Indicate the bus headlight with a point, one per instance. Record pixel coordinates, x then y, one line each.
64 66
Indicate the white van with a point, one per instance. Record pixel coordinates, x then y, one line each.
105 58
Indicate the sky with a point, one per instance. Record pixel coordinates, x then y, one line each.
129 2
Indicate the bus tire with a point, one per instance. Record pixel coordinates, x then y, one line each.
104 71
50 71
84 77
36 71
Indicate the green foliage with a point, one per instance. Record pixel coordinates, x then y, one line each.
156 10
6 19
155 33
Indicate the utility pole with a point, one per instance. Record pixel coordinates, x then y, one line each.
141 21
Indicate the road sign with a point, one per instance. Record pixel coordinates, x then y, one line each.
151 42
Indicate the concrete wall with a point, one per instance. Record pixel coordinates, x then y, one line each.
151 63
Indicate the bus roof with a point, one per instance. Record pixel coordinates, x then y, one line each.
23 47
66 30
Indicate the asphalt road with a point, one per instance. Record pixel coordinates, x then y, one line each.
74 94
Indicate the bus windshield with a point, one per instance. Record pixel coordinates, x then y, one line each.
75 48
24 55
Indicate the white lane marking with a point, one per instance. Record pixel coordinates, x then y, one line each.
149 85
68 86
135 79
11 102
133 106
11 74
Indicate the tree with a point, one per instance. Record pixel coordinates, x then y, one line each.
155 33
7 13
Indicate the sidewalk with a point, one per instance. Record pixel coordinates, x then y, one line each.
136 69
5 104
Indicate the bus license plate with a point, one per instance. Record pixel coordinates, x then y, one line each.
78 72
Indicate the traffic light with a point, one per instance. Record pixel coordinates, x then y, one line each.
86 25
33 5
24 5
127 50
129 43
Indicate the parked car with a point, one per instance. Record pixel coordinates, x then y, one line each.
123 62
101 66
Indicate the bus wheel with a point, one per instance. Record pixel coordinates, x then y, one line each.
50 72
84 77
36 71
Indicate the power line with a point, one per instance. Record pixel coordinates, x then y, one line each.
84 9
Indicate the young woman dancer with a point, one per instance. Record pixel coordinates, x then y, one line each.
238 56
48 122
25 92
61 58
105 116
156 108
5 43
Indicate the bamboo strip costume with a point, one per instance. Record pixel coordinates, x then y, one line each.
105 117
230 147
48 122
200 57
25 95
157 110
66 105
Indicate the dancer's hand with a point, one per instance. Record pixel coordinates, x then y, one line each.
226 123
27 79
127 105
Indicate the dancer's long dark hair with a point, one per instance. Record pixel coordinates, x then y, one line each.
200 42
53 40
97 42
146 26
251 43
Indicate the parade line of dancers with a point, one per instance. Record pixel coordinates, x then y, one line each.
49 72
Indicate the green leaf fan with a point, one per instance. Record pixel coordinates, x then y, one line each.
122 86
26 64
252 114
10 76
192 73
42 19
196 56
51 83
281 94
========
- [THE PROBLEM]: Repeat the data precisely, line by line.

- [TASK RESPONSE]:
Indicate the bus headlight with a point, one per instance. Record pixel coordinates, x then y, one line each.
64 66
Indicate the white van with a point, one per instance. Record pixel coordinates, x then y, one line each.
105 58
Indicate the sky with a point, one per instance. Record pixel coordinates, x then y, one line each.
129 2
Indicate the bus tire with a point, one per instance. Record pixel coordinates, x then y, one line each.
104 71
50 71
84 77
36 71
Indicate the green foliage with a point, one per instance. Record pixel coordinates, x then y, one line each.
156 10
6 19
155 33
Indicate the utility pole with a point, one per instance. Record pixel coordinates, x then y, one line each.
141 21
Indicate the road sign with a point, one per instance. Record pixel coordinates, x then y, one line each.
151 42
Indicate the concrete wall with a point, one per instance. Record pixel coordinates, x then y, one line each.
151 63
Indicate the bus roof with a point, one per instance. Record pixel coordinates, x then y, one line each.
23 47
66 30
Indicate the asphalt road with a point, one per instance. Record pixel coordinates, x then y, one line each.
74 94
Indicate the bus windshield with a point, one per instance. Record pixel coordinates, x then y, one line each.
75 48
24 55
Indicate the white lane marking with a point, one per instance. Record pixel coordinates, x then y, one line each.
149 85
68 86
135 79
11 102
133 106
11 74
Indicate the tree with a point, one per instance. Record pixel coordinates, x then y, one line each.
155 33
7 13
Indicate the sidewalk with a point, one per instance. Record pixel coordinates, x then y, one line each.
136 69
5 104
Indicate the bus license plate with a point, one per instance. Record pixel coordinates, x then y, one line each.
78 72
Indicate the traffic light with a point, one per instance. Record pixel coordinates, x then y, one line each.
86 25
33 5
24 5
127 50
129 43
Indicate the parked car with a point, one per instance. Record pixel coordinates, x then y, one line each.
123 62
101 66
Indicate the bus wheel with a point, one per instance. Record pixel coordinates, x then y, one line each.
50 72
84 77
36 71
Indicate the power line with a point, one per instance. Record pixel coordinates, x then y, one line each.
84 9
Indicate the young woman dancer with a point, one per instance. Record pixel coordinates, x then y, one line each.
238 56
48 122
25 92
61 58
105 116
156 108
5 43
Indicate the bamboo strip costume with a point, one per instance. Record pixel coordinates, x then y, one line each.
105 117
230 147
48 122
200 57
25 95
157 110
66 105
Indicate the dancer's hand with a point, one per instance. Record pixel coordinates, x then y, one line each.
226 123
27 79
127 105
Indicate the dancer's long dark hair with a point, one per instance. Record pixel coordinates, x then y, one line each.
200 42
53 40
97 42
146 26
251 43
Indicate the parade line of dancers with a point, one per instance. Record pixel coordinates, x then y, one line each.
49 72
Indicate the green leaf fan with a point, one per instance. Record pixel coordinates, x then y, one line each.
122 86
26 64
252 114
10 76
192 73
42 19
196 56
51 83
281 94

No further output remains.